*DATA FOR REVIEW:*
· · · ·

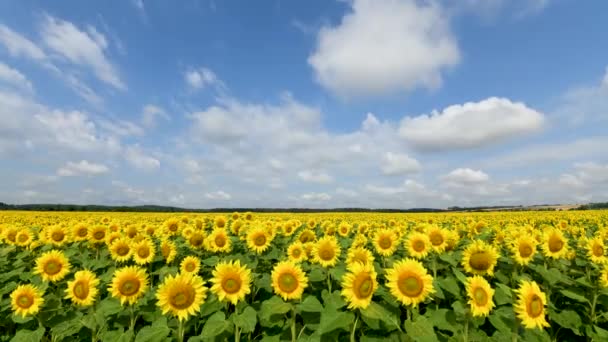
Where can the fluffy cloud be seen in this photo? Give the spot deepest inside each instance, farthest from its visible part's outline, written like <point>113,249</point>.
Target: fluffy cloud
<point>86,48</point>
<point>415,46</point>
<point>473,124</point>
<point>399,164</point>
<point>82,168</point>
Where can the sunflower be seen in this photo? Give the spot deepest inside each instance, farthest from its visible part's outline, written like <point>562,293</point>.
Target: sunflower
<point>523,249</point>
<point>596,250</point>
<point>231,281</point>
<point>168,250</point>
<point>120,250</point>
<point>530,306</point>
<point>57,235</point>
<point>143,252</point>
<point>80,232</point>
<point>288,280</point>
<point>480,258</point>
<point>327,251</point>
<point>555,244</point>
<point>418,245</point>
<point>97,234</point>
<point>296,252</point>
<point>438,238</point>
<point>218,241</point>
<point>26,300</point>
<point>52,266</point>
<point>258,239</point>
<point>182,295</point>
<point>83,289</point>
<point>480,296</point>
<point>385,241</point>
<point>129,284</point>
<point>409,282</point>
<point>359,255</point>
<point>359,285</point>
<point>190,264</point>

· · · ·

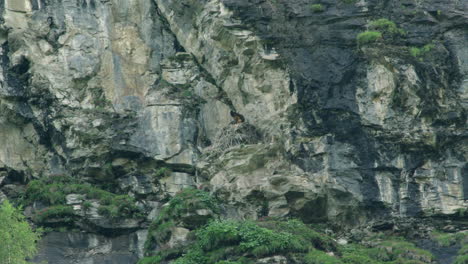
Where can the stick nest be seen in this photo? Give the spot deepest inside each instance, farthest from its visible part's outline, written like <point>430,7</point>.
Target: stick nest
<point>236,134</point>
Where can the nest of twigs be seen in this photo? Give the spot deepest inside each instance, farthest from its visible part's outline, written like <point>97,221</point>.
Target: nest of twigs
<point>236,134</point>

· · · ·

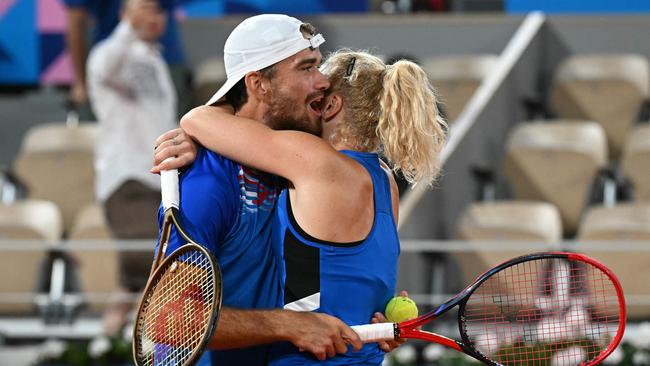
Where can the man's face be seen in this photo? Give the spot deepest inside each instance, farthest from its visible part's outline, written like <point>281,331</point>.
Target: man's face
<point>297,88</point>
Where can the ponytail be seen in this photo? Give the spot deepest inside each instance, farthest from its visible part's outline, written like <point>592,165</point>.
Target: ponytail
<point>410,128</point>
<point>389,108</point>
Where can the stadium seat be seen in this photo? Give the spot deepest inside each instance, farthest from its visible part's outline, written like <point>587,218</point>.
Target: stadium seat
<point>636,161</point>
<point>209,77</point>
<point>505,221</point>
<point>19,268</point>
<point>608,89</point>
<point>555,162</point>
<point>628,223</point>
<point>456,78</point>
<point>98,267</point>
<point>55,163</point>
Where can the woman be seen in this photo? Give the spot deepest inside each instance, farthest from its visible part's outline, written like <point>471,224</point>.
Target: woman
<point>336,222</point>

· · · ·

*PROBLEM TO SOLVE:* Out of the material above, output word for word the line with "Target: stick nest", the line with "Where can the nest", and all lines between them, with nothing else.

*RESULT:*
Target: stick nest
<point>236,134</point>
Where can the nest of twigs be seen in this photo? Give the spot deepest inside each instance, farthest from its visible part's outline, written like <point>97,221</point>.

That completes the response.